[About this task] Output, exactly and in full, the entries that appear below.

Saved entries

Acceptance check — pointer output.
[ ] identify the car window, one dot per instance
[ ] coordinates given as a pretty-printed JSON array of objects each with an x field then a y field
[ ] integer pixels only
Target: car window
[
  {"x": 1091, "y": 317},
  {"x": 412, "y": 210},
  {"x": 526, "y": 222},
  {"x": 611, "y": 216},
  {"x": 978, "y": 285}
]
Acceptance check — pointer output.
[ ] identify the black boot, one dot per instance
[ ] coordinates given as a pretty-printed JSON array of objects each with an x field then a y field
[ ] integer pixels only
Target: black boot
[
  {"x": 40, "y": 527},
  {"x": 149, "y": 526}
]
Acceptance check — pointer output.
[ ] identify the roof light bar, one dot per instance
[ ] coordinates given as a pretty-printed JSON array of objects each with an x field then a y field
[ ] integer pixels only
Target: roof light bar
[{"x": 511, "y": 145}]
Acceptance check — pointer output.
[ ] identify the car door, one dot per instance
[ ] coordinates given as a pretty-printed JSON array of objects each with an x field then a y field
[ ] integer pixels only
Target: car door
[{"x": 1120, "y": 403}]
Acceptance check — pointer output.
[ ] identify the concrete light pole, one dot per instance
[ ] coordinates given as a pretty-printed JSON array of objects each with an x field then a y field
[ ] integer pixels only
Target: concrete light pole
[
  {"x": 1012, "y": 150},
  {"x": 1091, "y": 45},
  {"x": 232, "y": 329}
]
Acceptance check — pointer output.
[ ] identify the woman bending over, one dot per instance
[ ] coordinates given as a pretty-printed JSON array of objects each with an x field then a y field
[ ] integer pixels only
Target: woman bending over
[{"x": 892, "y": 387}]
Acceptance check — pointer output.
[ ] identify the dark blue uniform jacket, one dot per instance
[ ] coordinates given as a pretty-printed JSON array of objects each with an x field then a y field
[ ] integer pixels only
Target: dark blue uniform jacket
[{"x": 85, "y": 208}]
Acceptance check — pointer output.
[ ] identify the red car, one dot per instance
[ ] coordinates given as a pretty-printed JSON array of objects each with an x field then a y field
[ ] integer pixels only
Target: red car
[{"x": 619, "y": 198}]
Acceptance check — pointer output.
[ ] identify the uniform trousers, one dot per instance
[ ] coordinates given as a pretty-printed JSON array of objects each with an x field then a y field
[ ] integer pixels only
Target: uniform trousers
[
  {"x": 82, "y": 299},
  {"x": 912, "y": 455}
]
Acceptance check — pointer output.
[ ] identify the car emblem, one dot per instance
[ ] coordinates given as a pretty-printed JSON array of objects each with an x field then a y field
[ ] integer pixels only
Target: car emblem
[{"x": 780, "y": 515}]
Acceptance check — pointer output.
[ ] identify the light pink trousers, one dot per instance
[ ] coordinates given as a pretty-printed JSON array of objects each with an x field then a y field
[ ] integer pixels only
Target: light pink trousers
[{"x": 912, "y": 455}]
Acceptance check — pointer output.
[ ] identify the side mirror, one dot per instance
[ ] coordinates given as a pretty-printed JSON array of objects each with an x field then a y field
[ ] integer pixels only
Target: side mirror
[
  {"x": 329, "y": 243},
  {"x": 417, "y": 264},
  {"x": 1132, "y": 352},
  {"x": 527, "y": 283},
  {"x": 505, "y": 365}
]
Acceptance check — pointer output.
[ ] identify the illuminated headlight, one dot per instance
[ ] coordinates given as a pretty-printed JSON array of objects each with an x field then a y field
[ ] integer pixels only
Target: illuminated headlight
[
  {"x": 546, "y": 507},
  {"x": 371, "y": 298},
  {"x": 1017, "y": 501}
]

[Task output]
Acceptance check — pointer output.
[ ] identify the car window, one dot per instance
[ ] coordinates given as a pretty-printed JSON array of objects each with an x field then a y field
[ ] integer pixels only
Target: car window
[
  {"x": 1091, "y": 317},
  {"x": 412, "y": 210},
  {"x": 526, "y": 222},
  {"x": 611, "y": 216},
  {"x": 978, "y": 285}
]
Acceptance check — pointer output.
[ ] identify the black boot, one dot per instance
[ ] coordinates given as a pretty-printed JSON array of objects each with an x field then a y field
[ ] integer pixels only
Target: black boot
[
  {"x": 40, "y": 527},
  {"x": 149, "y": 526}
]
Acceptance check — pointer output.
[ ] identify the roof light bar, one dot per instance
[ ] coordinates given as a pretty-printed JSON array of objects each with an x field then a y field
[ ] integer pixels only
Target: roof light bar
[{"x": 511, "y": 145}]
Acceptance check — pointer output.
[ ] identify the car door, one dot per instance
[ ] coordinates given as a pretty-printed JSON array of objects each with an x field then a y field
[ ] integer pixels only
Target: car door
[{"x": 1120, "y": 403}]
Acceptance check — pointer output.
[ ] identify the concrete light pole, one dot per instance
[ ] coordinates given as a pretty-printed JSON array of objects each with an x field then a y field
[ ] integer pixels only
Target: concrete light pole
[
  {"x": 1012, "y": 150},
  {"x": 1091, "y": 45},
  {"x": 232, "y": 329}
]
Acceptance check — pointer output.
[ ] identify the woman bending over, one dot per instance
[ ] coordinates given as a pretty-printed JSON array of objects each with an x field then a y field
[ ] integer pixels only
Target: woman bending over
[{"x": 892, "y": 387}]
Acceptance check — pointer output.
[ ] identify the dark blue uniform jacket, one dot per instance
[ ] coordinates given as a pretty-printed JSON array of objects each with an x field then a y field
[ ] integer pixels only
Target: dark blue uniform jacket
[{"x": 85, "y": 208}]
Acceptance check — pointer output.
[ ] identify the red car, one dot per instance
[ ] coordinates given as a pretty-printed JSON array of objects each with an x field then a y field
[ ] integer pixels only
Target: red car
[{"x": 619, "y": 198}]
Acceptance check — pointer output.
[ ] identify the uniform trousers, one dot per instance
[ ] coordinates given as a pretty-printed JSON array of objects each with an x field then a y field
[ ] integer pixels only
Target: uniform trousers
[
  {"x": 82, "y": 299},
  {"x": 912, "y": 455}
]
Acceptance check — pointer output.
[ ] identify the car emblem, one dot per instance
[ ] coordinates given as a pretty-printed JSON array of objects each with an x field then a y field
[ ] integer pixels only
Target: car emblem
[{"x": 780, "y": 515}]
Acceptance check — pointer output.
[ ] identify the light pink trousers, one dot per instance
[ ] coordinates given as a pretty-printed JSON array of objects each with an x field then a y field
[ ] integer pixels only
Target: light pink trousers
[{"x": 912, "y": 455}]
Acceptance check — pointer output.
[ ] identify the side mirror, one dot per instance
[ ] coordinates given as a pretty-printed JSON array of objects each with an x field then a y field
[ ] integer pixels only
Target: side mirror
[
  {"x": 329, "y": 243},
  {"x": 417, "y": 264},
  {"x": 1132, "y": 352},
  {"x": 527, "y": 283},
  {"x": 505, "y": 365}
]
Acceptance check — pointer output.
[ ] identify the illuminated headlight, one dot per instance
[ ] coordinates given as a pretty-printed JSON array of objects each with an x field then a y field
[ ] integer pixels only
Target: illuminated headlight
[
  {"x": 546, "y": 507},
  {"x": 371, "y": 298},
  {"x": 1017, "y": 501}
]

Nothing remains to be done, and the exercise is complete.